*Task list*:
[A] In the conversation transcript about cooking and fires, what did one speaker do at their own birthday party so they didn't have to talk?
[B] Put this line from the conversation transcript about cooking and fires into French: "My dad actually loves fires as well."
[C] Extend the conversation transcript about cooking and fires, starting right after its final line.

***** Extract provided *****

Because I think it's empowering.

And I want my kids to be able to, you know, put two fingers up at ready-made foods if they want.

Yeah, yeah.

And when they save money as well.

When did you get into the cauldron?

Oh, I've always loved fires.

Right, okay.

Okay.

Go on.

Always loved fires.

When was your relationship with fires?

You know,

always.

Like, when I was a kid, it was, I'd always, like, you know, nudge people out of the way and I'd be in charge of the barbecue.

Right.

You know, because, like I said, my mum didn't cook very well.

Um, so yeah, and I loved fires.

My dad actually loves fires as well.

Um, my dad's always in charge of the barbecue, but it's definitely a way, so he doesn't have to speak to anyone.

Yeah, well, that's that's another thing I love about cooking, actually, and fires, you know, whichever way you're cooking them, it's all about fire and heat anyway.

Is you're in a zone, yeah, so you're in that zone, you're in like there's room for one captain of this ship, you're in the kitchen, you know, you look as if you're busy, so you don't get into trouble.

Yeah,

you've got your music that you'll love on, and you have got a bottle open of wine, and you're in the zone.

Oh, it's that's I completely associate with that, it's perfect.

Mess around you, you know, if somebody asks you for something, you go, Oh, can you ask your dad to help you?

That kind of thing.

And you can go and host, you can go back and be like, Is everyone all right?

How's everything going?

But then you can always go, sorry, I've just got to go and get something out of the oven.

Yeah, oh, gotta check the cold.

And then just go and have a moment to yourself.

It's perfect.

I'm glad you did.

That's exactly what it is.

I did it on my birthday once, so so I DJed my own birthday party.

So you didn't have to talk.

Yeah, that's really sad.

Yeah, that was quite sad, actually.

Oh, now you bring it up.

I thought I was getting involved.

I thought we were all related to each other.

Especially when you were playing Spandal Bally.

Yeah, yeah, I suppose that.

No, it's a similar situation.

You were sort of barbecuing the beats.

Yeah, I was barbecuing the beats.

And, you know, people could come over and chat to me a little bit.

I was like, I've got to play the next song, guys.

I'm sorry.

You know, it's good.

I love it.

Low pressure.

Yeah.

Pop it up to our bread.

Pop it ups on bread.

darling.

Spicy ones.

Of course, I big bread.

I like thin breads because then it doesn't make you.

Yeah, that's often the issue at the beginning of the meal.

If they bring a big hunker-hunker bread.

Yeah.

And you know, it's not good for you anyway.

All this sort of refined carbohydrates.

They know that now.

So, what do they say?

The more...

The more white bread, the sooner you're dead.

Have you heard of that?

No.

But

I'm going to start using it, but I'm going to use it when I eat white bread.

I don't know where I got it from.

My mum, probably.

But anyway, no, thin bread, then you can really enjoy it without worrying about it.

Like in Sardinia, where they have those massive, massive

pieces of bread that are crispy.

***** Data *****

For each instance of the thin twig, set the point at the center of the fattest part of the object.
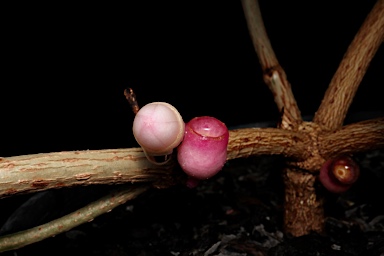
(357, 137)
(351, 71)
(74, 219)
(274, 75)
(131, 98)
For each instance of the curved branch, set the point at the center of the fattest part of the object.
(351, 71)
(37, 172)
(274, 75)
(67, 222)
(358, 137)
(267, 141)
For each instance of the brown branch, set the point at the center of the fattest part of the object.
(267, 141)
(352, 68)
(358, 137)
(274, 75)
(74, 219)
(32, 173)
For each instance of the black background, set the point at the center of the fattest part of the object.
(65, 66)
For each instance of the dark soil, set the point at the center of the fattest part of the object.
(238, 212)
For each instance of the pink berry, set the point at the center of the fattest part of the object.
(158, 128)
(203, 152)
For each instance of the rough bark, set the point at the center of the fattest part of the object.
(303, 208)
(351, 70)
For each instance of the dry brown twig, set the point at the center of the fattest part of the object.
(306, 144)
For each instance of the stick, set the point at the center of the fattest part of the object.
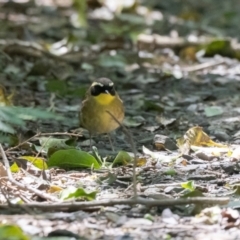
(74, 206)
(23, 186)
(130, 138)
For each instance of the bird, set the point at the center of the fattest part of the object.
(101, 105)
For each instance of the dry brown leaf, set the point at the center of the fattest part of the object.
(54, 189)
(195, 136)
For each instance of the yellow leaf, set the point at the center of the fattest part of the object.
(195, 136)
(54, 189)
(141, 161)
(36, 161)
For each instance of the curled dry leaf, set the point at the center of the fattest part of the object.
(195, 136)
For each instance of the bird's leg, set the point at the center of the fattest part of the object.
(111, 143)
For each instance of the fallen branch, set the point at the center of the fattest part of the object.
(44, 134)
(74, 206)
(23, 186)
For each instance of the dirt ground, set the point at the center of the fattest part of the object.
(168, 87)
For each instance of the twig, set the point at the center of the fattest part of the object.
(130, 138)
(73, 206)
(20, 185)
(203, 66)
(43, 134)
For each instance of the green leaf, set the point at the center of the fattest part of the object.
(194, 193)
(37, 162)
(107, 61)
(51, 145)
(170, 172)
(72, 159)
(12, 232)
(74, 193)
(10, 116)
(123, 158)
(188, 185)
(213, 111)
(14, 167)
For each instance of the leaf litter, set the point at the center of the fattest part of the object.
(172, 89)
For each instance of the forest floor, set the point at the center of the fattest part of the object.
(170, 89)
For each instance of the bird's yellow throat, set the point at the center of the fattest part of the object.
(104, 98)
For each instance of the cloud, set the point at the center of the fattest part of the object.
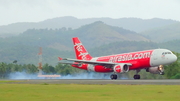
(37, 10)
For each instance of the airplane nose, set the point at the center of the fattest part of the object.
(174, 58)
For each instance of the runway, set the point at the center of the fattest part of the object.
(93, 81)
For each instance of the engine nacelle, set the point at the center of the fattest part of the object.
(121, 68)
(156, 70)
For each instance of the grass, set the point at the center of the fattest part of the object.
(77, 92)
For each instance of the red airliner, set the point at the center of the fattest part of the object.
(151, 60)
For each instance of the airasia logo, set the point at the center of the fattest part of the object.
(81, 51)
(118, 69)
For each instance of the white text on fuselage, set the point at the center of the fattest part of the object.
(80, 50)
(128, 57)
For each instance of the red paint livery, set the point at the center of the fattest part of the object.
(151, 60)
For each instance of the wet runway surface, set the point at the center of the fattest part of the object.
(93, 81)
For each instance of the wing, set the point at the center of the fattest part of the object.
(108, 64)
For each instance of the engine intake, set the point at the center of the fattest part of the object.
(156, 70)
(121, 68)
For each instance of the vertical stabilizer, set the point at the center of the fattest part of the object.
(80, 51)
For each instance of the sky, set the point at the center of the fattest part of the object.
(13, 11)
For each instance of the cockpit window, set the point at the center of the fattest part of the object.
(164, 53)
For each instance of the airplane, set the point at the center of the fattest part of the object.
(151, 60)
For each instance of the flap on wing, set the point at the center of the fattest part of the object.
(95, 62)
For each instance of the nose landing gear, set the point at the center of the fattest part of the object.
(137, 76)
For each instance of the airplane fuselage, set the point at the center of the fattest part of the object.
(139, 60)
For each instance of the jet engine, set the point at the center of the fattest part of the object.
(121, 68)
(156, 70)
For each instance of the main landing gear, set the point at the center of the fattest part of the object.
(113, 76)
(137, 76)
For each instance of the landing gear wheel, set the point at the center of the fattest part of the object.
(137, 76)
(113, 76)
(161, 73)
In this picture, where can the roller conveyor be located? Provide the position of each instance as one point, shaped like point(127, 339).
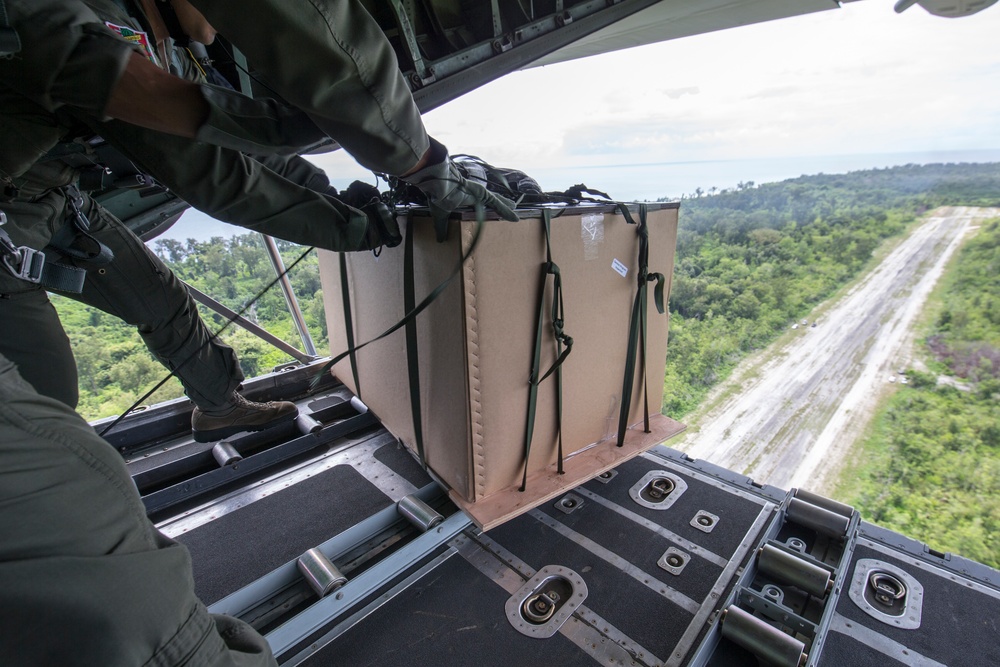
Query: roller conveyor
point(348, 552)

*****

*Answer set*:
[A] They DJed their own birthday party.

[B] En fait, mon père adore aussi les feux.

[C]
Like the Italian kind of breadsticky things, but

the delicious in Sardinia.

Do they call it like it's something it's like music paper, I think it translates as.

Really?

Yeah, I think it's translated,

yeah.

Music paper.

I love it.

Yeah, because it's very, very thin and they sell them in like piles, so it's like

I got it.

Sardinian music bread is a traditional Italian flatbread whose name originates from its resemblance to ancient parchment

on which the island's sacred music was written.

Thank you, Maria.

See, that would have gone in there had I known it.

My favourite fact that I've got

the next edition is:

did you know what Luxembourgish name for turkey is?

No,

schnudelhung.

Schnudelhung.

Do you know what it means?

Oh, uh, no?

Snot hen.

Every time you

look at a turkey, you'll know it's a schnoodlehung.

I have a feeling that they named that before they decided they were going to eat it.

Eat it.

Yeah, yeah, yeah.

I love names and things like that, though.

Funny old curiosities.

Yeah.

So definitely pop-a-doms.

Definitely poppa doms.

Are these from anywhere in particular?

These pop-doms?

Is there like the best pop-doms you've ever had?

Did your mum make good ones?

No, no, we never made pop-a dumbs.

um i just like madras ones personally you know yeah from my local takeaway or um restaurant yeah everyone's local one is like the one is the one that they tend to like have a fondness for a lot of time if you visit people in their hometown they're like we've got to go to this curry house it will blow your mind and then and you go

it's kind of only slightly not as good as the one that's pretty standard like yeah it's like yeah with curry houses it tends to be rather than they've someone's gone and and tried loads of curry houses and they found the best one, it's proximity that matters.

Because you can't walk home very easily after two

masalas, 20 popadoms.

Yeah, it's got to be it's got to be a short roll home.

Lager pints of honey.

That's the best thing about your

childhood is that you didn't have to walk home after doing

curry every single night.

Yeah, pretty much.

Does that mean you go really hot with curries now then?

I carry chilies with me.

You carry chilies with you?

Yeah.

Oh, well,

that's going into her bag.

Yeah,

it's a bit dried up, but I think it's a little bit more.

Oh,

loose chilies,

not nine separate little bags, just loose chilies

with your keys and your...

Yeah, but that's if I'm desperate, though, but I usually carry dried flakes with me as well.

It's a bit more hygienic.

Loose awesome?

No in a bag.

I wasn't prepared.

A bunch of flakes of water.

So those loose chilies, what would you do with those?

So if...

So you're eating something in a restaurant and it's not spicy enough, you just throw the whole chili in or do you carry a little knife and chopping board?

Well, usually at a restaurant, they give you a knife and fork, so I'll cut it.

Very good, very good point, Keris.

Sorry, I'm not an expert.

But no, it all started when, you know, because obviously I was a musician, so we toured a lot.

And,

you know, when you're eating outside of the normal, because you're hours or so irregular, if you're eating outside of the normal hours, you can quite often end up just having like sandwiches, and I can't stand sandwiches.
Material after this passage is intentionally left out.